• _ARTICLE_:

- From: Timothy Hahn <hahnt@us.ibm.com>
- Date: Sat, 16 Jun 2007 00:16:09 -0400
- To: public-wsc-wg@w3.org
- Message-ID: <OF96BE491E.65A8F0FE-ON852572FC.0014A0DB-852572FC.0017739A@us.ibm.com>
Hi all,
I'll offer a couple counter-points on list:
- North Carolina may be backwards, but every restaurant here must proudly
display their "cleanliness score" - it's presented as both a letter grade
(A is good ... C is ... um ... bad) and a number ... 92.5 is generally ok,
100.0 and boy you could eat off their floors. Patrons don't have to think
too hard - the report card from the last inspection of the restaurant is
presented in a way that people have been familiar with since grade school.
Do I know how the calculation was computed? no. Do I know what went into
it? no. But I do look at it and use it as a "cue".

• _EXERCISES TO COMPLETE_:
**A)** According to the email, in what two forms is a North Carolina restaurant's cleanliness score shown?
**B)** Set down the part of the email that opens with the words containing "- From: Timothy" and closes with "since grade school.", word for word.
**C)** Take the email about restaurant cleanliness scores further, starting right after its last sentence.
The lines that come next have no connection to the email.

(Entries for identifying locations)

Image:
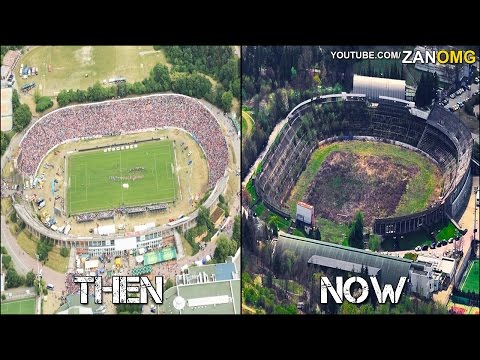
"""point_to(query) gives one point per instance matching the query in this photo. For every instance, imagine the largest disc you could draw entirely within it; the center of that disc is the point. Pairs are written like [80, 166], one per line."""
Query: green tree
[225, 247]
[4, 141]
[236, 236]
[30, 278]
[227, 99]
[12, 279]
[203, 218]
[21, 117]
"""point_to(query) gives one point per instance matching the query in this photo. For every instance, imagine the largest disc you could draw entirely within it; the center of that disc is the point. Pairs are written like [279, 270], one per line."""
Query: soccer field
[472, 278]
[99, 180]
[26, 306]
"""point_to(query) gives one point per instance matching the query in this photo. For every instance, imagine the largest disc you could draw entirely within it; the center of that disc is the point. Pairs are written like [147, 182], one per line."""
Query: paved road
[24, 263]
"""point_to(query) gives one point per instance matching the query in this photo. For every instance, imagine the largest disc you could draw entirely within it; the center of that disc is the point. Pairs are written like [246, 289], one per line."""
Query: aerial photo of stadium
[134, 171]
[369, 171]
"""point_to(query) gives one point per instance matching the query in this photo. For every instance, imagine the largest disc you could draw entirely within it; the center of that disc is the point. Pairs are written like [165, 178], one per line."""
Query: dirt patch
[347, 183]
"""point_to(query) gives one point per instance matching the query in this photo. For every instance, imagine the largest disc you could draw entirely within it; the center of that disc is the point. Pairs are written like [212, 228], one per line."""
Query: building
[447, 73]
[375, 87]
[206, 289]
[6, 109]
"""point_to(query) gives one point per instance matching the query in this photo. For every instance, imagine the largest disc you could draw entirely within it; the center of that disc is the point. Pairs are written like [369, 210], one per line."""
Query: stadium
[144, 162]
[376, 116]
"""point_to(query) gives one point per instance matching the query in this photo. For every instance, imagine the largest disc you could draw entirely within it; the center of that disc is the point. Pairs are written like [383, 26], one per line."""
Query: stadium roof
[375, 87]
[391, 268]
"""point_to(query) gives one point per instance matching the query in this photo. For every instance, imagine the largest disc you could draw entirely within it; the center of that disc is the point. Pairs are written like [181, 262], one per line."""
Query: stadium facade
[439, 135]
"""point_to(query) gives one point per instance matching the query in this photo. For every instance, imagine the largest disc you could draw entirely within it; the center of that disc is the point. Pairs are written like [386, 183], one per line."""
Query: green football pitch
[472, 279]
[26, 306]
[99, 180]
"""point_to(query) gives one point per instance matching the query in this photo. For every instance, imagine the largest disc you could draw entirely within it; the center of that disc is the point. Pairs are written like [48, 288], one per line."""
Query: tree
[161, 76]
[21, 117]
[236, 236]
[12, 279]
[225, 247]
[15, 100]
[4, 141]
[227, 99]
[30, 278]
[64, 252]
[203, 218]
[7, 261]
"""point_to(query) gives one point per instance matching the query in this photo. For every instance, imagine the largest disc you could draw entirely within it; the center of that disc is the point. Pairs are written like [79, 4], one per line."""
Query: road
[24, 263]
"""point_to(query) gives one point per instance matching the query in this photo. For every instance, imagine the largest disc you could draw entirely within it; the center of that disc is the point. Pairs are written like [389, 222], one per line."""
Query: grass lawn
[420, 187]
[447, 232]
[70, 64]
[19, 307]
[412, 240]
[405, 242]
[90, 183]
[55, 261]
[472, 279]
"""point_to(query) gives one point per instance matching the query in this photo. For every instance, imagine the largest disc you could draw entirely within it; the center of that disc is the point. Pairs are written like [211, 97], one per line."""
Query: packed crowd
[122, 116]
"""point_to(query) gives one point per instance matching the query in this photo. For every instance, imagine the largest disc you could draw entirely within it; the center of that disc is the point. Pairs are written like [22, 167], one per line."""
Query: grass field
[420, 188]
[70, 64]
[472, 279]
[92, 188]
[19, 307]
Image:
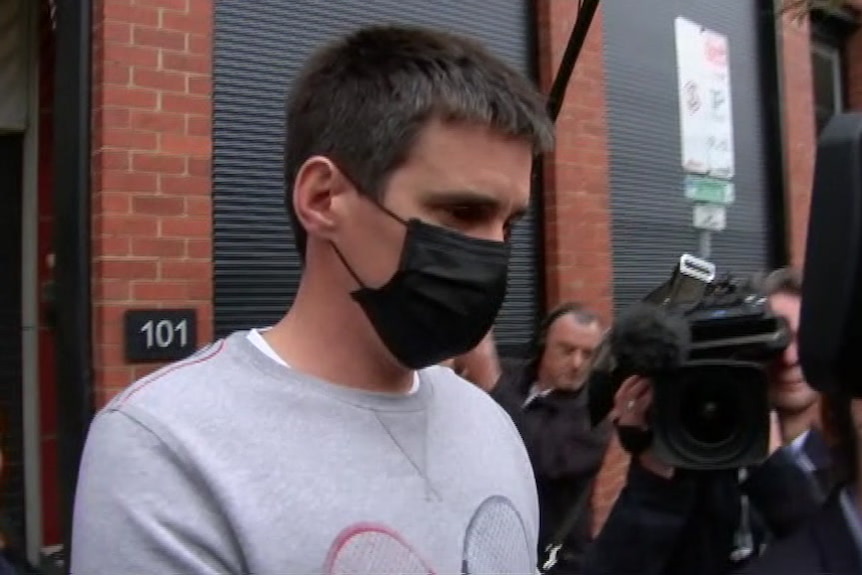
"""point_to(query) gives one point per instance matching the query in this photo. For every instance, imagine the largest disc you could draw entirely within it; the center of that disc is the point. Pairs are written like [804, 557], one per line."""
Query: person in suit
[796, 403]
[696, 520]
[831, 543]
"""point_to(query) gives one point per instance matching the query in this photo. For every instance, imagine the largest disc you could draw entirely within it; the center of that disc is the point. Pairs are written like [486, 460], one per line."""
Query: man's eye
[466, 214]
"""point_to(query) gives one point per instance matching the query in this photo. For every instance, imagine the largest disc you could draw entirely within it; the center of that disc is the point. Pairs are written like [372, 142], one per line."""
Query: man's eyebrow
[464, 197]
[470, 198]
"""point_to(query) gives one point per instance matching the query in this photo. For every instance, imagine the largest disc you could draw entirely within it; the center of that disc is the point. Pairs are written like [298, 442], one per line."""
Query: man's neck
[795, 424]
[322, 335]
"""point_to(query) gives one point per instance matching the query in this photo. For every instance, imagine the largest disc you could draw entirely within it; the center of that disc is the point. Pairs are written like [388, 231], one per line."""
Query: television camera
[705, 343]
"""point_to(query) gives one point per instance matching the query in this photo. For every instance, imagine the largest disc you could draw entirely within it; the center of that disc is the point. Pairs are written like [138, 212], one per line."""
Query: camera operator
[670, 521]
[548, 403]
[832, 542]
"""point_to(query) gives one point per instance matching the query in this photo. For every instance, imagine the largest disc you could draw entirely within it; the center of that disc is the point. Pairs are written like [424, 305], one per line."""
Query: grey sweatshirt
[228, 462]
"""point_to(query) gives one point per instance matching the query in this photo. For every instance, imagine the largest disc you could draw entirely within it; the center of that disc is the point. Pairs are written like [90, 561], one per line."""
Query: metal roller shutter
[651, 219]
[259, 49]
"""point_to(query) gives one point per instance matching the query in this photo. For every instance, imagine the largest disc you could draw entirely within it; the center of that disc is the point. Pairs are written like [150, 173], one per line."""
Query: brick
[128, 139]
[159, 247]
[199, 44]
[176, 5]
[116, 73]
[159, 80]
[158, 205]
[120, 225]
[199, 85]
[116, 31]
[121, 181]
[185, 104]
[185, 145]
[199, 206]
[111, 291]
[112, 159]
[161, 122]
[200, 166]
[151, 169]
[129, 97]
[158, 38]
[185, 228]
[132, 55]
[199, 248]
[201, 290]
[191, 22]
[180, 62]
[160, 291]
[129, 12]
[184, 270]
[186, 185]
[124, 269]
[118, 203]
[115, 117]
[114, 246]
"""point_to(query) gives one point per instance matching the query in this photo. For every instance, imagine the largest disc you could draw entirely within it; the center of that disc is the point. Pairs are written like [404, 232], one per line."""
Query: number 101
[162, 334]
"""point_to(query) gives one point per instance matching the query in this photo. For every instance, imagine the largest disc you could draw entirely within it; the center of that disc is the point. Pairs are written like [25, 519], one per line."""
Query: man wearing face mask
[408, 159]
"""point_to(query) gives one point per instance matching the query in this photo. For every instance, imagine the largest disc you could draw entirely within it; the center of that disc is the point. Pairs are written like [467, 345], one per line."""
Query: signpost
[706, 126]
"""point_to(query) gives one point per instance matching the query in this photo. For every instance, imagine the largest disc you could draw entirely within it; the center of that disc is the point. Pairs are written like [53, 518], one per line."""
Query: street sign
[709, 190]
[710, 217]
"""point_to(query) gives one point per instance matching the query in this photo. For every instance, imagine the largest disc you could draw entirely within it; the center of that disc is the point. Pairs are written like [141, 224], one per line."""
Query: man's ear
[317, 182]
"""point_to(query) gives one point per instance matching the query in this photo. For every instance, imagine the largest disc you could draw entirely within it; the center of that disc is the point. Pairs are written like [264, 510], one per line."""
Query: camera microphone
[710, 409]
[647, 340]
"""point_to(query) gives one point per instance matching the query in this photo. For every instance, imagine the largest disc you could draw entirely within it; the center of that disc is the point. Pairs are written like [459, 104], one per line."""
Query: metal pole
[705, 237]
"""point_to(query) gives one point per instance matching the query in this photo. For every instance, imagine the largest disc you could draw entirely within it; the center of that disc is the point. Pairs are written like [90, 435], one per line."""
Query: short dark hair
[573, 308]
[786, 280]
[576, 309]
[363, 100]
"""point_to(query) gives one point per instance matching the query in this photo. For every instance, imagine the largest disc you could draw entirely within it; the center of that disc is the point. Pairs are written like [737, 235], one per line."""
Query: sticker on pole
[709, 190]
[711, 217]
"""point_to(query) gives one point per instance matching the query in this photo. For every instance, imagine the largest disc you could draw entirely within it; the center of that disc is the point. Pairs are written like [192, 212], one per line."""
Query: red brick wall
[799, 129]
[152, 141]
[577, 188]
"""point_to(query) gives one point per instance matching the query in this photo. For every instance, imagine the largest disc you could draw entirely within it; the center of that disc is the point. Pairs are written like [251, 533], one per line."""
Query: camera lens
[709, 413]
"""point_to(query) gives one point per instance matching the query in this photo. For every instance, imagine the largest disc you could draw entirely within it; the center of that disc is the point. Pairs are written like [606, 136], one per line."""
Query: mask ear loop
[347, 265]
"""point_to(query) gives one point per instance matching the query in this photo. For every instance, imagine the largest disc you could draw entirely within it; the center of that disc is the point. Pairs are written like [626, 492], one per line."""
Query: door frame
[32, 431]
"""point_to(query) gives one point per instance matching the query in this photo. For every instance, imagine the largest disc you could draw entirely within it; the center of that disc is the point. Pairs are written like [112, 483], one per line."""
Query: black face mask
[442, 300]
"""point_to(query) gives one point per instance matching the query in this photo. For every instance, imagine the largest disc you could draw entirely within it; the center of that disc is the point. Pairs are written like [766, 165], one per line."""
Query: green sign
[709, 190]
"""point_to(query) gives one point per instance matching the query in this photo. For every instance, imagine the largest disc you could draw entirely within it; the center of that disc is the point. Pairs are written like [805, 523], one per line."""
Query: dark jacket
[686, 525]
[823, 546]
[566, 454]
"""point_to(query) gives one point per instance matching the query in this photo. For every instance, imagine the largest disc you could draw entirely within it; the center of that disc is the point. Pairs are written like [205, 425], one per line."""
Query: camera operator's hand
[776, 440]
[632, 402]
[631, 406]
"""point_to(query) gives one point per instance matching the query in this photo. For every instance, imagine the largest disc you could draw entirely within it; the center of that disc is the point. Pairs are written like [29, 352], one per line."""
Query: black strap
[557, 541]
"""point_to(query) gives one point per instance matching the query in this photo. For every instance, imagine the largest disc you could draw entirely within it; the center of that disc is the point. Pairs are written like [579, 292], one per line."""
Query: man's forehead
[500, 201]
[570, 327]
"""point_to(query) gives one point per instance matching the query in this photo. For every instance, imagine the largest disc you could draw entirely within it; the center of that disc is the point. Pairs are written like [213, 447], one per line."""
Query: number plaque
[160, 334]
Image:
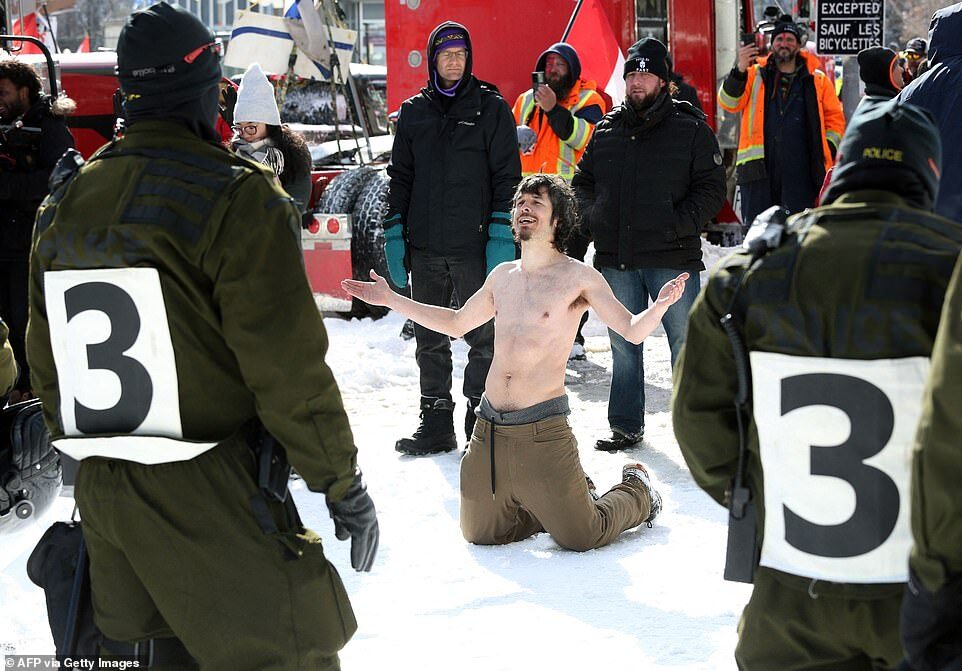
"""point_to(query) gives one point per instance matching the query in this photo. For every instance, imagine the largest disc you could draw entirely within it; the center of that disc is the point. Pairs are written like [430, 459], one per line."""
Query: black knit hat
[891, 146]
[168, 65]
[785, 24]
[648, 55]
[917, 45]
[875, 69]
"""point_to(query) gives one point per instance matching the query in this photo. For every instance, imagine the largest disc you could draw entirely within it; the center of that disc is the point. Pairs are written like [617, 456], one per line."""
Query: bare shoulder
[501, 275]
[584, 275]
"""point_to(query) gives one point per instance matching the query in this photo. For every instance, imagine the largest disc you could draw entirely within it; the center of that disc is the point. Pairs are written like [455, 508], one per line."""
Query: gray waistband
[550, 408]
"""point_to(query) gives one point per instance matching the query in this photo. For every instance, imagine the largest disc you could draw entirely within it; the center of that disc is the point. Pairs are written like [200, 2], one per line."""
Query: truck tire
[367, 239]
[341, 194]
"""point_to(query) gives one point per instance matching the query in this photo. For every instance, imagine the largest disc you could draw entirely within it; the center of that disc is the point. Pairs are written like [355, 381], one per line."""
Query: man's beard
[522, 235]
[561, 86]
[640, 105]
[781, 57]
[10, 113]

• _OUTPUTS_:
**A)** As both a letter grade and a number.

**B)**
- From: Timothy Hahn <hahnt@us.ibm.com>
- Date: Sat, 16 Jun 2007 00:16:09 -0400
- To: public-wsc-wg@w3.org
- Message-ID: <OF96BE491E.65A8F0FE-ON852572FC.0014A0DB-852572FC.0017739A@us.ibm.com>
Hi all,
I'll offer a couple counter-points on list:
- North Carolina may be backwards, but every restaurant here must proudly
display their "cleanliness score" - it's presented as both a letter grade
(A is good ... C is ... um ... bad) and a number ... 92.5 is generally ok,
100.0 and boy you could eat off their floors. Patrons don't have to think
too hard - the report card from the last inspection of the restaurant is
presented in a way that people have been familiar with since grade school.

**C)**
- it is my sense that people can understand analog-style guages
(speedometers, tachometers, temperature scales and so on). And they can
get a feel for the difference between "low", "low-medium", "medium", and
so forth. So some indicator with many gradations seems like it should be
interpretable without alot of book learning to go along with it (whether
that be a number scale, a color rainbow scale, or a speedometer-style
needle meter).
- on Dan Schutzer's observation about people not being able to process
more than between 3 and 7 items. I feel that a single "meter" with many
gradations is still one meter (counts as 1 in the things to be
understood/interpreted). If we tried to put up 6 meters and asked our
users to use those together to try and get a feeling for the site, then
yes, this would fall into the situation of too much information to process
(unless you're an airline pilot or astronaut).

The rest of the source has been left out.